▶ [THE TASK]
Reproduce the stretch of the listing from the line containing "the dog eye?" through the end of the listing, both ends included, character for character.

▶ [DATA SECTION]
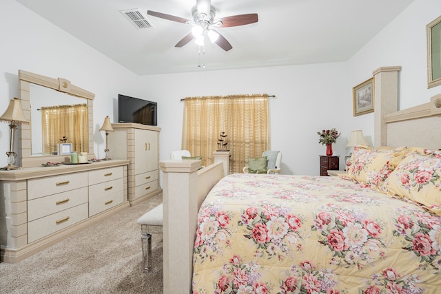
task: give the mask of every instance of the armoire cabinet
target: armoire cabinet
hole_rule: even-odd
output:
[[[132,123],[112,123],[109,157],[128,159],[128,200],[132,204],[162,192],[159,186],[161,128]]]

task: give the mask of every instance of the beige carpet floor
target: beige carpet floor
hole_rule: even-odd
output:
[[[162,293],[162,235],[153,235],[153,269],[144,273],[136,224],[161,202],[155,196],[21,262],[0,263],[0,293]]]

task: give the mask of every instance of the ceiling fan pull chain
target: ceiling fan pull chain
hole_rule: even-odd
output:
[[[201,57],[201,48],[202,48],[202,58]],[[203,62],[201,62],[201,59],[203,59],[204,56],[205,55],[205,45],[199,45],[199,64],[198,65],[198,67],[205,68],[205,64]]]

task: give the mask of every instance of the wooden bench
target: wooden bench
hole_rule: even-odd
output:
[[[143,269],[148,272],[152,269],[152,234],[163,233],[162,203],[144,213],[136,222],[141,224]]]

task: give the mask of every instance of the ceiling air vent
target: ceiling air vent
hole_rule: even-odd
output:
[[[139,9],[121,10],[121,12],[139,29],[146,29],[153,27],[153,25],[149,22],[145,15],[144,15]]]

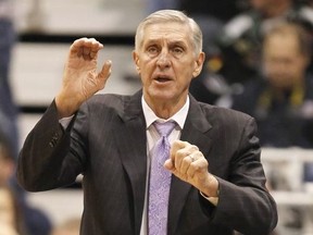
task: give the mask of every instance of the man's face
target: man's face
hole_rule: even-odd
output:
[[[195,54],[191,30],[179,23],[148,25],[134,61],[150,103],[185,103],[191,79],[201,72],[204,54]]]
[[[277,88],[291,88],[301,83],[308,60],[300,53],[296,36],[272,36],[263,49],[264,72]]]

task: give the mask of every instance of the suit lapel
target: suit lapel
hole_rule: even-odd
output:
[[[180,139],[196,145],[204,156],[208,156],[211,148],[211,139],[206,133],[211,127],[212,126],[208,122],[208,119],[202,112],[199,103],[190,97],[190,108]],[[188,183],[180,181],[174,175],[172,176],[168,234],[175,234],[176,227],[173,227],[172,225],[178,225],[179,215],[181,214],[181,210],[186,203],[191,187],[192,186]]]
[[[125,101],[121,118],[113,135],[121,150],[122,164],[130,181],[134,198],[135,234],[139,234],[147,176],[146,121],[141,109],[141,92]],[[122,135],[121,135],[122,133]],[[130,205],[132,206],[132,205]]]

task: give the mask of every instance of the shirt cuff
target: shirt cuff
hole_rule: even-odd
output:
[[[64,129],[66,129],[73,118],[74,118],[74,114],[71,116],[63,118],[59,120],[59,123],[62,125]]]
[[[213,206],[217,206],[218,203],[218,197],[208,197],[205,196],[202,191],[200,191],[200,195],[205,198],[206,200],[209,200]]]

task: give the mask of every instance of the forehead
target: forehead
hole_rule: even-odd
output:
[[[159,39],[189,41],[190,35],[189,26],[178,22],[149,24],[145,28],[143,41]]]
[[[288,50],[286,50],[288,48]],[[296,36],[273,35],[266,40],[265,53],[280,53],[295,55],[300,53],[299,41]]]

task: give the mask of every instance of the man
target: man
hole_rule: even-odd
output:
[[[228,82],[245,83],[258,74],[263,36],[274,25],[299,23],[313,34],[312,8],[295,0],[249,0],[251,9],[231,18],[217,37],[223,58],[218,72]]]
[[[262,146],[313,147],[311,40],[298,24],[273,27],[263,41],[262,73],[234,96],[233,109],[255,118]]]
[[[134,96],[93,96],[104,87],[111,62],[97,73],[102,45],[80,38],[71,46],[61,91],[21,151],[21,184],[47,190],[83,173],[80,234],[153,234],[148,208],[154,196],[149,177],[159,176],[150,175],[159,138],[154,122],[174,121],[171,157],[162,168],[173,173],[171,191],[160,199],[168,199],[167,226],[159,234],[268,234],[276,206],[265,188],[253,119],[188,95],[204,61],[199,26],[179,11],[163,10],[139,24],[135,41],[142,90]]]
[[[51,221],[41,210],[28,205],[26,201],[25,191],[22,190],[22,188],[16,183],[16,159],[14,157],[14,150],[15,149],[9,141],[8,136],[4,135],[0,128],[0,188],[3,189],[3,191],[10,189],[10,193],[12,193],[12,197],[14,198],[14,202],[18,207],[18,213],[16,215],[16,220],[18,220],[18,224],[16,224],[16,226],[18,225],[18,234],[48,235],[51,232]],[[4,195],[1,195],[0,198],[4,200]],[[5,207],[1,206],[0,208],[2,214],[7,214],[8,217],[8,211],[4,210]],[[0,215],[0,219],[4,220],[7,217],[2,217],[2,214]],[[3,233],[1,233],[0,230],[0,234],[9,235],[9,231],[7,231],[8,233],[4,232],[5,227],[3,224],[0,224],[0,227],[3,230]]]

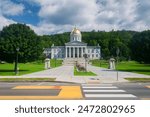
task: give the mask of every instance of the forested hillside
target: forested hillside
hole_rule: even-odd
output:
[[[100,45],[103,59],[116,57],[119,48],[120,60],[136,60],[150,63],[150,31],[91,31],[82,32],[82,41],[90,46]],[[0,60],[14,61],[19,47],[19,61],[28,62],[42,59],[44,48],[52,44],[62,46],[69,42],[70,32],[38,36],[25,24],[11,24],[0,31]]]

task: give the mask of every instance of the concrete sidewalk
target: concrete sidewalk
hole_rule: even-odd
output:
[[[124,78],[150,78],[150,75],[118,71],[117,80],[117,71],[91,65],[88,65],[88,70],[97,76],[74,76],[74,66],[60,66],[22,76],[0,76],[0,78],[56,78],[56,81],[71,83],[116,83],[128,82]]]

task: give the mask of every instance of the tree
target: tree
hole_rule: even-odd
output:
[[[137,33],[133,36],[131,51],[134,60],[150,63],[150,30]]]
[[[19,48],[19,62],[39,59],[43,47],[40,38],[25,24],[11,24],[0,32],[0,59],[8,62],[15,60]]]

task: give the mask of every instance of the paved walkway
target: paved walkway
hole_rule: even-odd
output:
[[[97,76],[74,76],[73,66],[60,66],[40,72],[35,72],[22,76],[0,76],[0,78],[56,78],[56,81],[73,82],[73,83],[89,83],[96,81],[97,83],[114,83],[127,82],[124,78],[150,78],[150,75],[142,75],[131,72],[117,72],[105,68],[88,65],[88,70],[97,74]],[[95,80],[96,79],[96,80]]]
[[[117,71],[91,65],[88,65],[88,70],[96,73],[100,78],[100,82],[103,83],[127,82],[124,78],[150,78],[150,75],[118,71],[117,81]]]

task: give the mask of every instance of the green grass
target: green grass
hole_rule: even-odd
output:
[[[55,68],[55,67],[59,67],[62,65],[62,61],[63,60],[55,60],[55,59],[51,59],[51,68]]]
[[[19,75],[44,70],[44,63],[18,63]],[[0,64],[0,76],[15,75],[14,64]]]
[[[125,78],[131,82],[150,82],[150,78]]]
[[[99,60],[92,60],[92,65],[100,67]],[[101,61],[101,67],[108,68],[108,61]],[[122,61],[116,66],[119,71],[127,71],[150,75],[150,64],[140,64],[135,61]]]
[[[0,78],[0,82],[50,82],[56,78]]]
[[[56,62],[56,64],[55,64]],[[55,66],[56,65],[56,66]],[[62,65],[62,60],[51,60],[51,68],[58,67]],[[0,76],[14,76],[14,63],[5,63],[5,64],[0,64]],[[44,70],[44,63],[41,61],[35,61],[32,63],[18,63],[19,67],[19,74],[18,75],[24,75],[24,74],[29,74],[33,72],[38,72]]]
[[[74,75],[75,76],[97,76],[95,73],[91,71],[89,72],[77,71],[76,67],[74,67]]]

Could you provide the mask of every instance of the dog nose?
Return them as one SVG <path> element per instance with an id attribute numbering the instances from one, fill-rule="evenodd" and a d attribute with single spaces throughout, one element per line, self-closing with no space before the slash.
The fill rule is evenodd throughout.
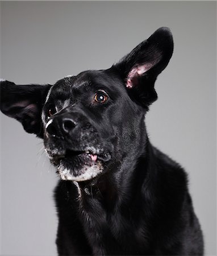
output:
<path id="1" fill-rule="evenodd" d="M 62 120 L 62 129 L 66 133 L 69 133 L 76 125 L 76 122 L 71 118 L 65 118 Z"/>
<path id="2" fill-rule="evenodd" d="M 46 125 L 48 134 L 53 137 L 60 137 L 68 134 L 77 125 L 72 118 L 53 118 L 48 121 Z"/>

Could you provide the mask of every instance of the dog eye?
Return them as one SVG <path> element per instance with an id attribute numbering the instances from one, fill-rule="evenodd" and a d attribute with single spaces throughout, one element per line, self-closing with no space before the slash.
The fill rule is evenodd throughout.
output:
<path id="1" fill-rule="evenodd" d="M 108 96 L 103 92 L 98 92 L 95 94 L 94 100 L 98 103 L 104 103 L 108 100 Z"/>
<path id="2" fill-rule="evenodd" d="M 56 109 L 55 106 L 51 106 L 48 112 L 48 117 L 51 117 L 56 113 Z"/>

▶ [RESULT FOR THIS TASK]
Could you provide the mask of every instance of the dog eye?
Return them as one SVG <path> element per instance with an id attribute numbering the instances from one, fill-rule="evenodd" and a d attribute with single spaces throughout, one element per line, self-closing with no space before the slash.
The fill rule is evenodd throughout.
output:
<path id="1" fill-rule="evenodd" d="M 108 96 L 103 92 L 98 92 L 95 94 L 94 100 L 98 103 L 104 103 L 108 100 Z"/>
<path id="2" fill-rule="evenodd" d="M 56 109 L 55 106 L 51 106 L 48 112 L 48 117 L 51 117 L 56 113 Z"/>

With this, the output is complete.